_SUPPLIED TEXT_.
The most notable of the hierarchical attempts to limit women's leadership was the move by Sydney's Cardinal Gilroy to unite all existing Catholic women's organisations in the Legion of Catholic Women, founded in Sydney in 1941. Personally appointing the organisation's office-bearers, he urged them to focus members' attention on devotional rather than social issues, returning them firmly to their helpmeet role. Reorganised as the Catholic Women's League in 1960, the organisation regained the right to self-management but, in the interim, women were able to exercise leadership despite the limitations imposed from above. Chosen by the archbishop to lead the Legion in 1949, Kate Burrow (Payten, ADB), for example, assumed the leadership of the Australian Council of Catholic Women in 1957 and was its delegate to the World Council of Catholic Women's Organisations from 1957 to 1965.

The quality of the education offered to middle-class girls in convent schools encouraged some to proceed to tertiary education and, even within their constraints, church organisations offered opportunities for leadership to some. Adelaide convert Frances Margaret Cheadle Maguire, largely now remembered as the helpmeet of her far more famous husband, played a critical role as director of studies for the Catholic Guild for Social Studies, developing the courses that were offered to members during the Depression years. Rosemary Goldie first displayed her leadership potential in Catholic student organisations and then rose through the lay apostolate to a position in Rome. One of only two women auditors at the Second Vatican Council from 1962 to 1965, in 1967 she was appointed undersecretary of the Pontifical Council for the Laity, the first woman appointed to the Papal Curia.

_RAW DATA_.
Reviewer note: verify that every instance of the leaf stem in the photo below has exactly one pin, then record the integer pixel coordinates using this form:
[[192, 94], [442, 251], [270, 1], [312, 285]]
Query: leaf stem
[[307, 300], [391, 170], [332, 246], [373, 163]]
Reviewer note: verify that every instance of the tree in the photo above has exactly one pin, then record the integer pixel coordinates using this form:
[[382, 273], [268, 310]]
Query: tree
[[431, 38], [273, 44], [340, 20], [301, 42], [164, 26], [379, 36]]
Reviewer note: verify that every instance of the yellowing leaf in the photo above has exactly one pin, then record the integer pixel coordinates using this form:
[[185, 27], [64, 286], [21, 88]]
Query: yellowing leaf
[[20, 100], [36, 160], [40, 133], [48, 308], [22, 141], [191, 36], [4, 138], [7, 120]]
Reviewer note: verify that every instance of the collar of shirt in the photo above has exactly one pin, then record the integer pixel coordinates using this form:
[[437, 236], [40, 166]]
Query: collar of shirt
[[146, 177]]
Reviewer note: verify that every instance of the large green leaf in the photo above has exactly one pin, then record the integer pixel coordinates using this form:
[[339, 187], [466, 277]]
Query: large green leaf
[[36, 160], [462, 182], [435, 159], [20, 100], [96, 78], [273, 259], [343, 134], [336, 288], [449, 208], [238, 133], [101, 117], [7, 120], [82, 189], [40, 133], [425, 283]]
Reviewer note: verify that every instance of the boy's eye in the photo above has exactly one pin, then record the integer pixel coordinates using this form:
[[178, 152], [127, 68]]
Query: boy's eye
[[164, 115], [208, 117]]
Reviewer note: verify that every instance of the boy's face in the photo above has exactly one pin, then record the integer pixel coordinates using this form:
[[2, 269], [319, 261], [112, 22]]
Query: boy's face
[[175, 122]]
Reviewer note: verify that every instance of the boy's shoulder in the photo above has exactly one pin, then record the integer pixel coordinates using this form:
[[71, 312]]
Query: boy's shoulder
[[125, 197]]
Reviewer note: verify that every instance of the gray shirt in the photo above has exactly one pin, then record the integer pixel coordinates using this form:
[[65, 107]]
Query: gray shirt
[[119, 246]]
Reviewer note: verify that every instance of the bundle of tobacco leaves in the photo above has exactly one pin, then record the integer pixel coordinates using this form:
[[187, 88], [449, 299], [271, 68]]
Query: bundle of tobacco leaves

_PROBLEM SET_.
1. In the passage on Catholic women's leadership, what name did the Legion of Catholic Women take when it was reorganized in 1960?
2. Echo the stretch of rows from the line containing "Reviewer note: verify that every instance of the yellowing" through the line containing "133], [425, 283]]", with both of those lines included.
These rows are unrelated to the passage on Catholic women's leadership.

_ANSWERS PROVIDED_.
1. The Catholic Women's League.

2.
Reviewer note: verify that every instance of the yellowing leaf in the photo above has exactly one pin, then record the integer pixel coordinates using this form:
[[185, 27], [64, 286], [21, 88]]
Query: yellowing leaf
[[20, 100], [36, 160], [40, 133], [48, 308], [22, 141], [191, 36], [4, 138], [7, 120]]
Reviewer note: verify that every instance of the collar of shirt in the photo above has exactly one pin, then record the integer pixel coordinates using this form:
[[437, 236], [40, 166]]
Query: collar of shirt
[[146, 177]]
Reviewer note: verify that every instance of the large green leaf in the photo above has exactly one pin, then record the integer pixel coordinates using this form:
[[339, 187], [466, 277]]
Query: large green leaf
[[36, 160], [462, 182], [435, 159], [20, 100], [96, 78], [273, 259], [343, 134], [336, 288], [449, 208], [238, 133], [101, 117], [7, 120], [82, 189], [40, 133], [425, 283]]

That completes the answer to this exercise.